New York’s main oil futures contract, light
sweet crude for July delivery, was 49 cents lower at $126.13 a
barrel after losing a hefty $4.41 to close at $126.62 in New York
trading Thursday.
Brent North Sea crude for July delivery was 24
cents lower at $126.65 a barrel following a slide of $4.04 to
$126.89 on Thursday in London.
The slide in prices came after both contracts
struck historic peaks a week ago. Brent hit $135.14 and New York
prices reached $135.09 on tight supply fears.
“I guess the market’s sort of factoring in
the growing unders-tanding that demand in the US is just not gonna
recover,” said Jason Feer of energy market analysts Argus Media
Ltd. in Singapore.
Prices initially jumped higher Thursday after a
weekly report on United States energy stockpiles. Values then
tumbled as some analysts questioned if energy demand was dropping
amid sky-high prices.
In its report, the US Department of Energy (DOE)
said American crude reserves slumped 8.8 million barrels in the week
ending May 23.
Feer said analysts concluded there had been a
problem unloading stocks of crude because of fog at US terminals,
and in fact there is a lot of oil “sitting in tankers offshore.”

-------------------------

#### [What you need to do]
Answer these questions about the oil price report:
1. What historic peak did Brent reach a week earlier?
2. By how much did American crude reserves fall in the week ending May 23, according to the DOE?
3. What caused the problem with unloading crude stocks, according to Feer?

-------------------------

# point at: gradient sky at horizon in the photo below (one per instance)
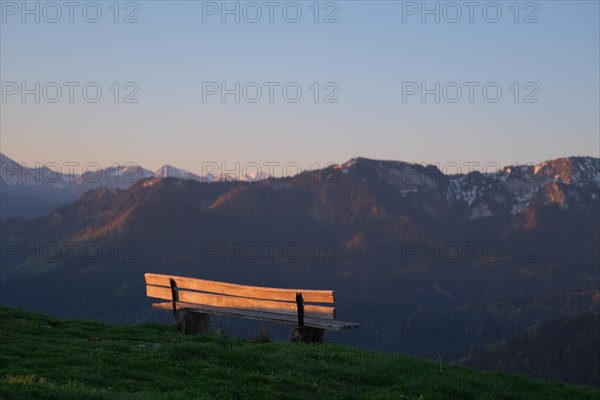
(369, 53)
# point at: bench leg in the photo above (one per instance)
(307, 334)
(192, 323)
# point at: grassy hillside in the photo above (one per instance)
(46, 358)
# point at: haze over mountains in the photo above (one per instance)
(33, 191)
(427, 262)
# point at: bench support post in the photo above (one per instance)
(304, 333)
(192, 323)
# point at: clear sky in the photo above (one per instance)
(374, 58)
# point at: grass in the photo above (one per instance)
(44, 357)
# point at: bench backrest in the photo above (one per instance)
(230, 295)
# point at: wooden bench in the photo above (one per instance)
(193, 300)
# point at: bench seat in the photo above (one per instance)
(193, 300)
(330, 325)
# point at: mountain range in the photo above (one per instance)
(32, 192)
(427, 262)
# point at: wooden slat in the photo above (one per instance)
(332, 325)
(232, 289)
(281, 307)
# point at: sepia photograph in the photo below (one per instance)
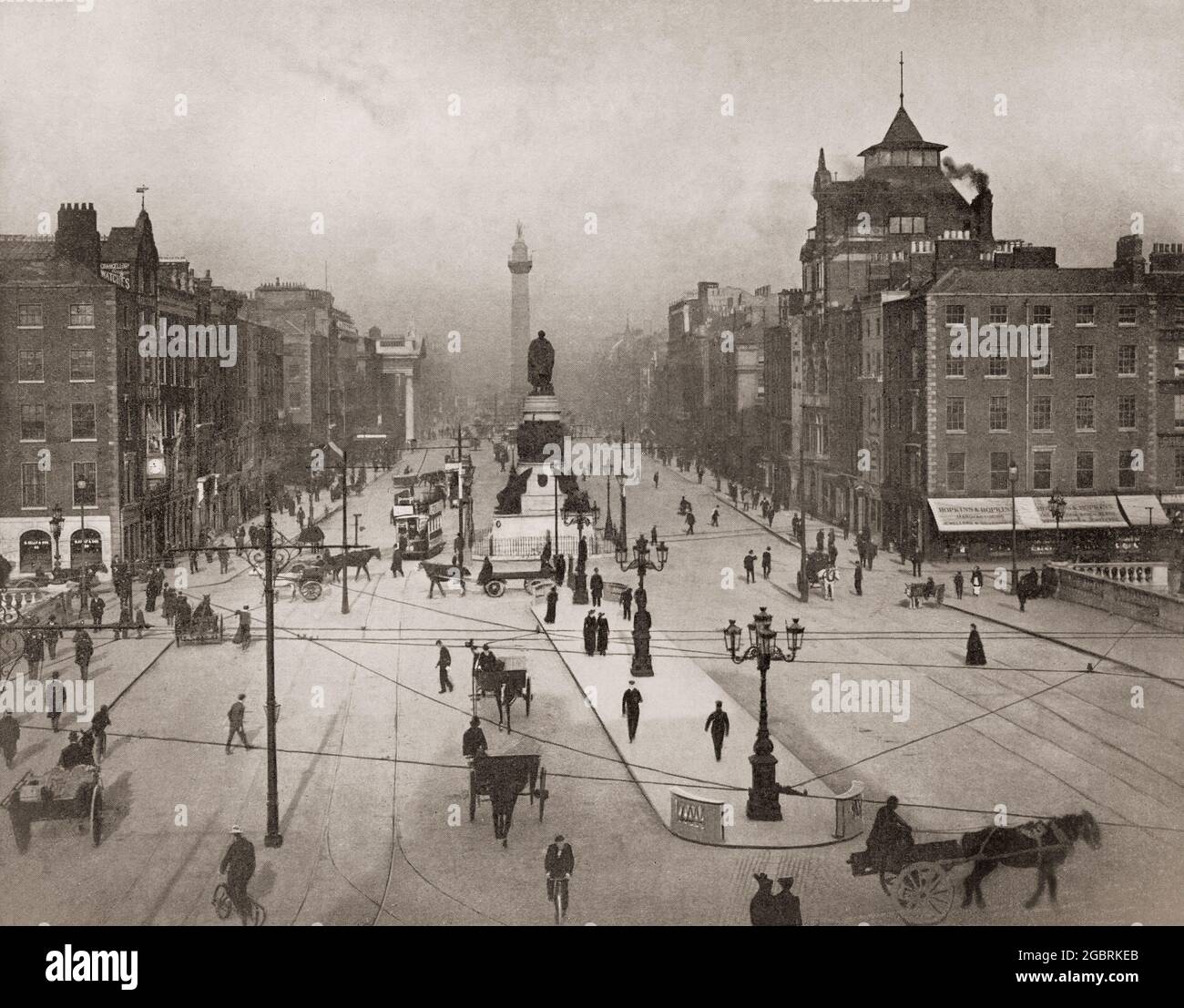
(627, 463)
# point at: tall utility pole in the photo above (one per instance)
(801, 497)
(344, 530)
(273, 838)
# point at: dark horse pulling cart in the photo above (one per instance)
(916, 876)
(505, 682)
(502, 779)
(59, 793)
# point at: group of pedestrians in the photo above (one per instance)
(596, 633)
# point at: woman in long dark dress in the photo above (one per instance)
(975, 652)
(602, 635)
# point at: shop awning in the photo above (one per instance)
(974, 514)
(1143, 510)
(1080, 513)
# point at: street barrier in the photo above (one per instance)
(697, 818)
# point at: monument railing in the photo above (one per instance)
(1120, 599)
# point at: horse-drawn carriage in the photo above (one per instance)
(527, 572)
(200, 628)
(502, 779)
(507, 682)
(916, 876)
(918, 592)
(75, 793)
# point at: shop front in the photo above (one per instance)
(1089, 529)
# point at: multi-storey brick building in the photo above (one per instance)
(963, 433)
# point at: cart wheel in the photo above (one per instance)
(20, 826)
(96, 814)
(221, 904)
(924, 893)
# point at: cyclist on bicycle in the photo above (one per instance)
(238, 866)
(559, 864)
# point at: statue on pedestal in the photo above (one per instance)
(540, 364)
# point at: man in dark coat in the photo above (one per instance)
(590, 632)
(235, 718)
(557, 862)
(718, 724)
(473, 742)
(238, 866)
(788, 905)
(596, 585)
(889, 832)
(443, 663)
(631, 708)
(975, 652)
(762, 906)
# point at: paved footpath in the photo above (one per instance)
(675, 704)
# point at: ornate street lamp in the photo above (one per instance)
(56, 523)
(642, 562)
(764, 795)
(1056, 504)
(1013, 475)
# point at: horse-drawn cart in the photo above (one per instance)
(507, 682)
(59, 793)
(502, 779)
(200, 629)
(916, 876)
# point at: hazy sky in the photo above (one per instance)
(567, 109)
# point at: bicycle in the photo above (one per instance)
(559, 897)
(224, 906)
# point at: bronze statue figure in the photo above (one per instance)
(540, 363)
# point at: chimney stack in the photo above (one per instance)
(77, 234)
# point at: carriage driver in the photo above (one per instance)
(889, 832)
(473, 742)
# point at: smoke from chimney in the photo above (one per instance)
(962, 172)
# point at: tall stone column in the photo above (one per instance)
(520, 319)
(409, 406)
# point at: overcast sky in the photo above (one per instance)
(567, 109)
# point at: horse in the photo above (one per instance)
(1040, 844)
(354, 557)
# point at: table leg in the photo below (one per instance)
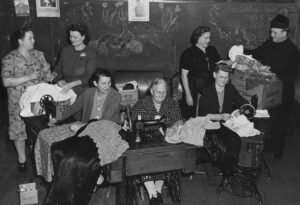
(265, 167)
(174, 186)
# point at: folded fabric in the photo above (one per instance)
(106, 136)
(34, 93)
(262, 114)
(192, 132)
(242, 126)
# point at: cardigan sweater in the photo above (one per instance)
(209, 103)
(76, 65)
(85, 103)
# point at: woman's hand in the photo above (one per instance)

-------------------------

#### [The completed task]
1. $135.14 a barrel
2. 8.8 million barrels
3. Fog at US terminals